• [Aim of the task]: Please find all lines in the data that hold the string "tell" and copy them.

• [Dataset]:

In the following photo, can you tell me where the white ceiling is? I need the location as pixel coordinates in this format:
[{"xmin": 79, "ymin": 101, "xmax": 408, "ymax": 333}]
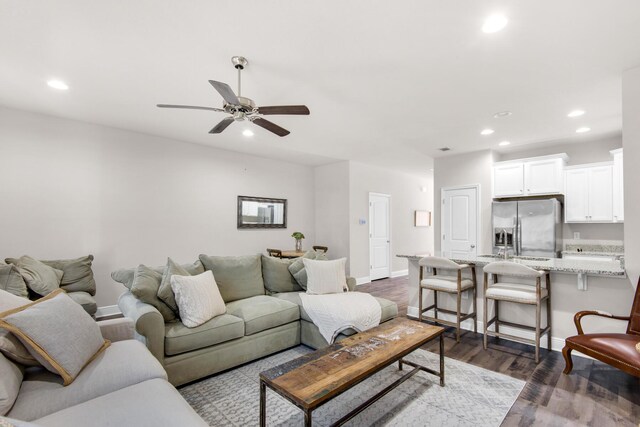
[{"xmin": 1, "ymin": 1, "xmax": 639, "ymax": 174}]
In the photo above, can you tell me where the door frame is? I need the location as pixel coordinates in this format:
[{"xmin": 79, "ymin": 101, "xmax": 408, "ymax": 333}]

* * *

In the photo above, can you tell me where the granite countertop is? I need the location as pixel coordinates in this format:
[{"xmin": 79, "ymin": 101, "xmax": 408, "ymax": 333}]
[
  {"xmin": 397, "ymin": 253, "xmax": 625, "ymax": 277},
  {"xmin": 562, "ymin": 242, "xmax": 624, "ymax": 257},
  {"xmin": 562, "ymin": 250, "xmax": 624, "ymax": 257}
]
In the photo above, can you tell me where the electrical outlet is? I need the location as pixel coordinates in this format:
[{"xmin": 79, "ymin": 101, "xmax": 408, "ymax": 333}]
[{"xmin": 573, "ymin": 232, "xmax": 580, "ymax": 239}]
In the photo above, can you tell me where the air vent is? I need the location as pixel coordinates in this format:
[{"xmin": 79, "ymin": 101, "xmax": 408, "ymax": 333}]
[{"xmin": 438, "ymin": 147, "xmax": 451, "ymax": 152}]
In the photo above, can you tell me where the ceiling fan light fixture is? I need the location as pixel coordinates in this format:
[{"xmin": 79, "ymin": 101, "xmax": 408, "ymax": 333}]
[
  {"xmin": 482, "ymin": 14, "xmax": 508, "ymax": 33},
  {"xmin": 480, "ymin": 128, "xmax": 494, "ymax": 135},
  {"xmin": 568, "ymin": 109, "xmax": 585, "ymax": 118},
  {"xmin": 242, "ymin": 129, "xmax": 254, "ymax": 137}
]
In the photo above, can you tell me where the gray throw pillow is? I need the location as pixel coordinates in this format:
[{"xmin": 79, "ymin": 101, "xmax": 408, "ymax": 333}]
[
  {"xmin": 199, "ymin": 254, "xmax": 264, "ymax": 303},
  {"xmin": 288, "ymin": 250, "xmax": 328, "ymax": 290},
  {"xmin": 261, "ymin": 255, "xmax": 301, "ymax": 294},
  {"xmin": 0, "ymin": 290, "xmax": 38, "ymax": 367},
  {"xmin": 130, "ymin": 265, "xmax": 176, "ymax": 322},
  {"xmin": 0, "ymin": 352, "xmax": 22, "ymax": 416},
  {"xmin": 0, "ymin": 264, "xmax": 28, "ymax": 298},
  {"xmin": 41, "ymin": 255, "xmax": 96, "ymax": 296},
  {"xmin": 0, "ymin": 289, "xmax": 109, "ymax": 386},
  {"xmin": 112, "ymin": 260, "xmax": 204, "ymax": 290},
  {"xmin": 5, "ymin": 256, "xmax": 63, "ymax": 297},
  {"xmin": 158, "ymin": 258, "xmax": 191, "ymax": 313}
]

• [Answer for this exercise]:
In the following photo, can you tell me where the white ceiling is? I need the location as pixel coordinates in this format:
In the photo above, can you tell me where the door frame is? I need the location as pixel coordinates in this format:
In the photo above, can you tell me where the granite countertop is? I need the location as pixel coordinates in this format:
In the photo above, can you tell me where the electrical outlet is? I need the location as pixel coordinates in this format:
In the photo above, can you tell me where the air vent is? I need the location as pixel coordinates in this format:
In the photo above, can you tell me where the ceiling fan light fixture is? I need the location as pixel coordinates in this format:
In the photo above, can you tell me where the gray throw pillow is? I need the location as pixel coordinates in this format:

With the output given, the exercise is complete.